TASK DESCRIPTION >> Give back the entries exactly, ending with the "every green leafy" line.
● ● ● ● ● ● ●
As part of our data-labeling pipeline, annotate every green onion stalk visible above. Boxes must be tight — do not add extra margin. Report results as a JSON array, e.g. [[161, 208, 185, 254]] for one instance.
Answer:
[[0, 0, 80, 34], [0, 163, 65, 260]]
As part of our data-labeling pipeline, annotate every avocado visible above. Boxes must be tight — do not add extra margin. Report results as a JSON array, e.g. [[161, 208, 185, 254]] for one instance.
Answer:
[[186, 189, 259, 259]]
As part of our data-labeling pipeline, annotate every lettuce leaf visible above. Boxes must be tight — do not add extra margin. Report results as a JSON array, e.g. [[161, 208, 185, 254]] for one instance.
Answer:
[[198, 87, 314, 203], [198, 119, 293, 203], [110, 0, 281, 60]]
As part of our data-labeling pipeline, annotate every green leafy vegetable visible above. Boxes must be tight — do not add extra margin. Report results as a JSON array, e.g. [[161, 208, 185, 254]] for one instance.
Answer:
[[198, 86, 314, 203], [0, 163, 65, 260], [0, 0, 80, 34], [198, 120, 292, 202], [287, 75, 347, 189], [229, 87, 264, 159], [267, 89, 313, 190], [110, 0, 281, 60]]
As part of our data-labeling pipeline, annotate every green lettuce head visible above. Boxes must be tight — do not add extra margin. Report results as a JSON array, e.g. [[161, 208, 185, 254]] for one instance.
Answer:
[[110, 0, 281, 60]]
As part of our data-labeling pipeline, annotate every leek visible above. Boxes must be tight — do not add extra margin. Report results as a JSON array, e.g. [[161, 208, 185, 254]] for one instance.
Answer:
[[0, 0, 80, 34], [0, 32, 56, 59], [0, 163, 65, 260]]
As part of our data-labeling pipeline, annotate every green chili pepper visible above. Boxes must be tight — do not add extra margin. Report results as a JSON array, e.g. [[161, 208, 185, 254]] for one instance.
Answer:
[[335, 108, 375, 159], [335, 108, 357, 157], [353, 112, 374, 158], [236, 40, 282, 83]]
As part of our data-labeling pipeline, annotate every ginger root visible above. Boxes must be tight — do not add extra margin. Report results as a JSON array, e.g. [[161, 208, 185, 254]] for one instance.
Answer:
● ● ● ● ● ● ●
RESPONSE >>
As part of our data-labeling pipeline, annotate every green onion stalk visible above. Boxes must be tight — do not add extra margin. Report results as a JSON array, e.g. [[161, 208, 185, 254]] for one instance.
Answer:
[[0, 0, 80, 34], [0, 163, 65, 260]]
As part of our data-labeling pipeline, annotate every avocado visible above. Boxes must be tight — do not add extra margin. Report results as a JSON array, e.g. [[161, 208, 185, 254]] for one instance.
Answer:
[[186, 189, 259, 259]]
As part of our data-labeling pipeline, annotate every lettuce leaf visible above. Boxes must be tight — do not add extra margin. Report results as a JSON array, e.g. [[161, 208, 185, 254]] for one instance.
Answer:
[[198, 87, 314, 203], [198, 119, 293, 203], [110, 0, 281, 60]]
As part of our data-labeling pipeline, annotate every green leafy vegetable visible above. Boxes must be tight — do not add extra margin. Report results as a JSON array, e.g. [[161, 208, 185, 254]] for one instance.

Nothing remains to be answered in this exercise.